_GIVEN TASK A_
In the thread on D90 and D80 color, rewrite everything from "If you were" down to "the tone curve.", putting "contrast" in place of "saturation".
*** EXCERPT TO READ
# D90's color is more subdued & Pale compared with D80's! why?



## abdullrhman (Aug 15, 2011)

Hello
i did work on nikon D80 before and i did love the color resoult 
then I got a Nikon _D90 coz its the upgrade  but i notice that colors on D90 are more subdused dono why ? whyy ?

_


----------



## 480sparky (Aug 15, 2011)

Since when was the D90 considered an upgrade from the D80?


----------



## Garbz (Aug 16, 2011)

Colour accuracy is all relative. It's up to the interpretation of the manufacturer and cameras rarely if ever produce "accurate" renditions of colour charts. Rather they produce what is pleasing in the eyes of the creator (manufacturer that is, not you). The critical thing is with the DSLR you are in control. You take a photo in RAW and it is not some engineer at Nikon who decides how your colour is rendered, it's some engineer at Adobe, but critically that engineer also gives you access to every tiny bit of the calibration for your camera. 

If you were to purchase a chart like a ColourChecker from X-rite and generate a camera profile off it you'll realise how very different cameras appear from reality. 

So you have dull colours? Shoot in RAW and bump up the saturation and adjust the tone curve. 



480sparky said:


> Since when was the D90 considered an upgrade from the D80?


Since there's several years of R&D in sensors between the cameras and the images it produces are better. Really you didn't have something more constructive than that


----------
******
*** DATA TO PROCESS
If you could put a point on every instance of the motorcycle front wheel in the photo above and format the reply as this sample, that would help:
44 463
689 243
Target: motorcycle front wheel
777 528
******
_GIVEN TASK B_
How many lines of the rows contain the string "motorcycle", counting case? Give only the number.

_SOLUTION A_
If you were to purchase a chart like a ColourChecker from X-rite and generate a camera profile off it you'll realise how very different cameras appear from reality. 

So you have dull colours? Shoot in RAW and bump up the contrast and adjust the tone curve.

_SOLUTION B_
2